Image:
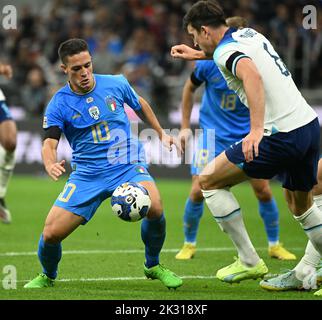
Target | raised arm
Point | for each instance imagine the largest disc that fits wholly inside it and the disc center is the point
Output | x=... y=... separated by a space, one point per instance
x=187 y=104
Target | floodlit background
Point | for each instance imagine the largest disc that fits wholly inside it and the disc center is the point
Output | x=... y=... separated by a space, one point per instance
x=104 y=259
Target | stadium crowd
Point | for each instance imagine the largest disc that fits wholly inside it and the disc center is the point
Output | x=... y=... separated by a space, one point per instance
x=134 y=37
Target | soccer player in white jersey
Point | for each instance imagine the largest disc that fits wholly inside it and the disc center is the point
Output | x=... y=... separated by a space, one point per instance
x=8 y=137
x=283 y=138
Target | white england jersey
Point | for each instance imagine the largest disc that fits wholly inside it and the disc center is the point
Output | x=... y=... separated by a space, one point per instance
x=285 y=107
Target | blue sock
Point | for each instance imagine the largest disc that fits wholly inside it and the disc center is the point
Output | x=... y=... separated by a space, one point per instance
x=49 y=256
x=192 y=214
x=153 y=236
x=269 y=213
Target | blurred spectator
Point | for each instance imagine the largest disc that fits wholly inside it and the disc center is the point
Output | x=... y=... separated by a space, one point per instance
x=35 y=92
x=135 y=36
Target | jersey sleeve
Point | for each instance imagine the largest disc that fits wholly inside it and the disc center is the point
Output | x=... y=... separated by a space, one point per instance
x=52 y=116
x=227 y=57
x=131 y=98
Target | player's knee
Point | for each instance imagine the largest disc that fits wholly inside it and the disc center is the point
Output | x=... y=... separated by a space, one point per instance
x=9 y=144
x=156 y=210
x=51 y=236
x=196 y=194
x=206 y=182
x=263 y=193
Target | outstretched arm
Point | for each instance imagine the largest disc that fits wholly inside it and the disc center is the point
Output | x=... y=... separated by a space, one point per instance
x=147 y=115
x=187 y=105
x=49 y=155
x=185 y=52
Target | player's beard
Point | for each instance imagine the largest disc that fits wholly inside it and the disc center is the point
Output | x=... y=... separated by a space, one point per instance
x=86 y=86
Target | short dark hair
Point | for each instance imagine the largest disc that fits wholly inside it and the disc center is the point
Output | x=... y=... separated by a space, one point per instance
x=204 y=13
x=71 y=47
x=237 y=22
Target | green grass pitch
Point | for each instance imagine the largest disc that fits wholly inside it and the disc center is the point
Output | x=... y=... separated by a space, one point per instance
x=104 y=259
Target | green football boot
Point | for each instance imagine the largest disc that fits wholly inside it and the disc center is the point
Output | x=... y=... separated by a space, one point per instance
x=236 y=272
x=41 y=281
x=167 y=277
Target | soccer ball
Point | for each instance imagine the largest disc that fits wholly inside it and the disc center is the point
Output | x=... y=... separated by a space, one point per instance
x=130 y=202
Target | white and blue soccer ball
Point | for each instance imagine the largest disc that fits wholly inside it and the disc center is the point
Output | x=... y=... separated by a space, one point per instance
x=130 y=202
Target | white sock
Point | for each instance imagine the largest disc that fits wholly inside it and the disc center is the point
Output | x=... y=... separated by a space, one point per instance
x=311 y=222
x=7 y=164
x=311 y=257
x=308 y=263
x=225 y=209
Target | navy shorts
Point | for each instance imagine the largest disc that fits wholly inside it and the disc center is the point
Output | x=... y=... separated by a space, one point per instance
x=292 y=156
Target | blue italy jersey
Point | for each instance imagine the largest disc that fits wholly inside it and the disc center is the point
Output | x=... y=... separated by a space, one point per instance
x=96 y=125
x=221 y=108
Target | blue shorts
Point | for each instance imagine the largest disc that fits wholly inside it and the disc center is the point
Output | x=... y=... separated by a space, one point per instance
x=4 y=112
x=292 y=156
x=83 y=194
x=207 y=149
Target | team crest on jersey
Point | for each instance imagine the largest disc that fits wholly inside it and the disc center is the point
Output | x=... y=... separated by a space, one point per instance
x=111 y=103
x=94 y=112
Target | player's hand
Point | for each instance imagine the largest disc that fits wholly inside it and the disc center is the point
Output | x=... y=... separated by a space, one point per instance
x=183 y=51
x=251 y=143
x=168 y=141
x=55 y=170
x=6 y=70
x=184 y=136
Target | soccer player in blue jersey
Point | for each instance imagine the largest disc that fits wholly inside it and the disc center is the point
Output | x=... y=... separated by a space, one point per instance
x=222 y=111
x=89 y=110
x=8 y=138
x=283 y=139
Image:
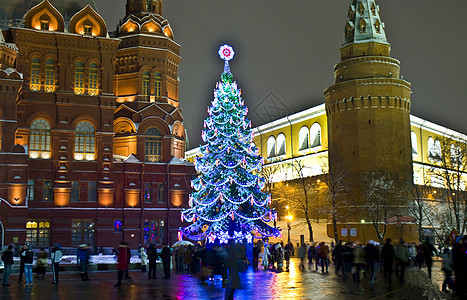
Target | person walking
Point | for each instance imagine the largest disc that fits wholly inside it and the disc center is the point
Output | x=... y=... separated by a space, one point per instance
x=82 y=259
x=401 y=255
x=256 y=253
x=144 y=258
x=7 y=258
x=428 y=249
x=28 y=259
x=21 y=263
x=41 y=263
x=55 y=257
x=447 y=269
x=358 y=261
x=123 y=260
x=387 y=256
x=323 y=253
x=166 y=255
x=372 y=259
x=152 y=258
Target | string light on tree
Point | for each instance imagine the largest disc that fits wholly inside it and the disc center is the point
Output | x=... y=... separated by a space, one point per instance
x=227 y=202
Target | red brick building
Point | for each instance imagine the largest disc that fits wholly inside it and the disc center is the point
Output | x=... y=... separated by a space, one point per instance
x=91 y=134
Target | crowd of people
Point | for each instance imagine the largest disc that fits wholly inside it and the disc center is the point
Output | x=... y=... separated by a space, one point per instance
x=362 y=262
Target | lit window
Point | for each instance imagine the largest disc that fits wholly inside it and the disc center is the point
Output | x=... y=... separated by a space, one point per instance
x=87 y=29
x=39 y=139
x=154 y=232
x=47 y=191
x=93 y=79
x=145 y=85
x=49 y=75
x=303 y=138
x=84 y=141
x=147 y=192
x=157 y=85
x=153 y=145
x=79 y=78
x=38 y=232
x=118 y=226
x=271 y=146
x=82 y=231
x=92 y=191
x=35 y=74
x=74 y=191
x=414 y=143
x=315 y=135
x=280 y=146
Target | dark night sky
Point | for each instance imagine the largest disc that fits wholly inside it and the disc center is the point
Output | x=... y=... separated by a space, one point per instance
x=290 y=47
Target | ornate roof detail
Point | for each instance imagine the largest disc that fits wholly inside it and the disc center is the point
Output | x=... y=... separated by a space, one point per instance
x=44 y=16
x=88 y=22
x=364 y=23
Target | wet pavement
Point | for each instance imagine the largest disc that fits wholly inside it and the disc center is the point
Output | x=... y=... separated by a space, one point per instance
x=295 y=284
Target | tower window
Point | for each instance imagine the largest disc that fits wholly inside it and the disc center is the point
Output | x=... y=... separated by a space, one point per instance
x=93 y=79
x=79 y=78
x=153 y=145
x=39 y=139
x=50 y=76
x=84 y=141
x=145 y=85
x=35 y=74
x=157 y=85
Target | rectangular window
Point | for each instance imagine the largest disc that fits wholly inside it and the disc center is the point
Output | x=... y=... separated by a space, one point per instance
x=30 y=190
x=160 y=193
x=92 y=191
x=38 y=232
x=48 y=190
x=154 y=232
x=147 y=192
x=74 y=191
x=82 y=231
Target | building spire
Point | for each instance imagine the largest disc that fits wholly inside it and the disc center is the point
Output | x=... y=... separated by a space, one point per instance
* * * * * * *
## Required work:
Copy all of the material above word for word, leaving out the pictures.

## Solution below:
Image:
Target | raised arm
Point | for each instance imagine the largest disc that fits wholly inside it and the disc center is the point
Output | x=... y=... separated by a space, one point per instance
x=187 y=104
Target | floodlit background
Point | for each instance imagine the largest disc that fits wholly inside it and the disc center is the point
Output | x=... y=... separated by a space, one point per instance
x=104 y=259
Target | stadium crowd
Point | for each instance imagine the largest disc that fits wholly inside it and the disc center is the point
Output | x=... y=... separated by a space, one point per instance
x=134 y=37
Target | soccer player in white jersey
Point | for each instance imagine the largest disc that fits wholly inside it and the disc center is the point
Output | x=... y=... separated by a space, one point per instance
x=8 y=137
x=283 y=138
Target | white england jersey
Point | for each instance imagine the largest disc that fits wholly inside it and the disc center is the point
Output | x=... y=... separated by a space, one point per instance
x=285 y=107
Target | blue sock
Point | for each instance imagine the largest disc that fits wholly inside it and the disc center is the point
Output | x=... y=... separated by a space, one point per instance
x=49 y=256
x=192 y=214
x=153 y=236
x=269 y=213
Target | blurred spectator
Point | for each instance imagine the largest disc that fits wholly inside it and the disc center is the point
Output | x=... y=... separated by a space, one point per instance
x=35 y=92
x=135 y=36
Target | jersey sleeve
Point | for each instance imagine the largest disc that fits wholly inside it and the disc center is the point
Output | x=... y=... separated by a space, one point per instance
x=52 y=116
x=227 y=57
x=131 y=98
Target | player's knee
Point | for each instance imagine the largest disc that fits wholly inside it and the disc center is the point
Output | x=... y=... separated by a space, one point per instance
x=9 y=144
x=156 y=210
x=51 y=236
x=196 y=194
x=206 y=182
x=263 y=193
Target | outstretched arm
Point | for each instance imagine the largest disc that fits wholly inside it and the disc center is the point
Output | x=... y=... separated by a space, one point per instance
x=147 y=115
x=187 y=105
x=49 y=155
x=185 y=52
Target | player's beard
Point | for each instance imagine the largest disc that fits wholly inside it and the disc center is the point
Output | x=... y=... separated by a space, one point per instance
x=86 y=86
Target | short dark hair
Point | for each instance imagine the largest disc that fits wholly inside it and the disc center is the point
Output | x=... y=... separated by a space, one point per instance
x=204 y=13
x=71 y=47
x=237 y=22
Target | green grass pitch
Point | for each instance imagine the largest disc that fits wholly inside it and the disc center is the point
Output | x=... y=... separated by a space, one point per instance
x=104 y=259
Target | green football boot
Point | for each instance imagine the largest disc that fits wholly inside it and the disc center is the point
Output | x=... y=... separated by a space, one point per instance
x=236 y=272
x=41 y=281
x=167 y=277
Target | soccer ball
Point | for each instance imagine the largest disc that fits wholly inside it and the disc center is the point
Output | x=... y=... separated by a space, one point per instance
x=130 y=202
Target | white and blue soccer ball
Point | for each instance imagine the largest disc that fits wholly inside it and the disc center is the point
Output | x=... y=... separated by a space, one point per instance
x=130 y=202
Target | white sock
Point | for each instance imagine the largest disc that fits wholly inside it and the disc center is the point
Output | x=... y=... separated by a space, one point per instance
x=311 y=222
x=7 y=164
x=311 y=257
x=308 y=263
x=225 y=209
Target | navy shorts
Point | for each instance imagine the largest disc that fits wholly inside it and the disc center is the point
Output | x=... y=... separated by a space, one point per instance
x=292 y=156
Target | blue italy jersey
Point | for each instance imagine the largest disc that fits wholly inside it and the disc center is the point
Output | x=... y=... separated by a space, one point per instance
x=96 y=125
x=221 y=108
Target | blue shorts
Point | for each instance imagine the largest disc that fits wholly inside it and the disc center is the point
Output | x=... y=... separated by a space, one point per instance
x=4 y=112
x=292 y=156
x=83 y=194
x=207 y=149
Target | team crest on jersey
Point | for each instance imagine the largest disc that fits wholly inside it and the disc center is the point
Output | x=... y=... separated by a space, one point per instance
x=111 y=103
x=94 y=112
Target | player's hand
Point | for each instance imagine the largest disc that fits wholly inside it and the disc center is the point
Output | x=... y=... separated by a space, one point per instance
x=183 y=51
x=251 y=143
x=168 y=141
x=55 y=170
x=6 y=70
x=184 y=136
Target | soccer player in blue jersey
Point | for each instance imagine the largest disc that fits wholly inside it and the disc center is the point
Output | x=... y=... separated by a space, one point per instance
x=222 y=111
x=89 y=110
x=8 y=138
x=283 y=139
Image:
Target | person walking
Point | for each instance imagine the largest disc that fits wholly inside it and the disc center is the point
Output | x=... y=... separated by a space, one point per instance
x=82 y=259
x=401 y=255
x=256 y=253
x=144 y=258
x=7 y=258
x=428 y=249
x=28 y=259
x=21 y=263
x=41 y=263
x=55 y=257
x=447 y=269
x=358 y=261
x=123 y=260
x=387 y=256
x=323 y=253
x=166 y=255
x=372 y=259
x=152 y=258
Target | string light on tree
Point | for each instance imagine the largest disc that fits wholly inside it and the disc center is the point
Output | x=... y=... separated by a space, one point per instance
x=227 y=202
Target | red brick building
Point | for each instance imagine the largest disc that fits wholly inside it and the disc center is the point
Output | x=... y=... separated by a space, one point per instance
x=91 y=134
Target | crowd of people
Point | for each instance imagine the largest disc that fits wholly inside it and the disc center is the point
Output | x=... y=... separated by a space, one point per instance
x=362 y=262
Target | lit window
Point | for each instance imagine the largest disc that fits wholly inside it and the disc center is the point
Output | x=... y=... separated by a space, one point per instance
x=87 y=29
x=39 y=139
x=154 y=232
x=47 y=191
x=93 y=79
x=145 y=85
x=49 y=75
x=303 y=138
x=84 y=141
x=147 y=192
x=157 y=85
x=153 y=145
x=79 y=78
x=38 y=232
x=118 y=226
x=271 y=146
x=82 y=231
x=92 y=191
x=35 y=74
x=74 y=191
x=414 y=143
x=315 y=135
x=280 y=146
Target | dark night sky
Point | for each instance imagine the largest disc that fits wholly inside it and the disc center is the point
Output | x=... y=... separated by a space, one point per instance
x=290 y=47
Target | ornate roof detail
Point | for each instance imagine the largest disc that fits wholly inside it and the disc center is the point
Output | x=... y=... separated by a space, one point per instance
x=44 y=16
x=88 y=22
x=364 y=23
Target | wet pavement
Point | for each instance imagine the largest disc that fits wholly inside it and the disc center is the point
Output | x=... y=... separated by a space, one point per instance
x=295 y=284
Target | tower window
Point | for each instance imagine the largest disc that fits wholly inside it and the disc center is the point
Output | x=... y=... separated by a space, one point per instance
x=93 y=79
x=79 y=78
x=153 y=145
x=39 y=139
x=50 y=76
x=84 y=141
x=145 y=85
x=35 y=74
x=157 y=85
Target | rectangular window
Point | for each instance imagine the largest disc that fits wholly inside it and the disc center is the point
Output | x=... y=... separated by a space, one point per instance
x=30 y=190
x=160 y=193
x=92 y=191
x=38 y=232
x=48 y=190
x=154 y=232
x=147 y=192
x=74 y=191
x=82 y=231
Target | building spire
Point | for each instance imagine the largest disc that fits wholly inside it and the disc center is the point
Output | x=... y=... separated by a space, one point per instance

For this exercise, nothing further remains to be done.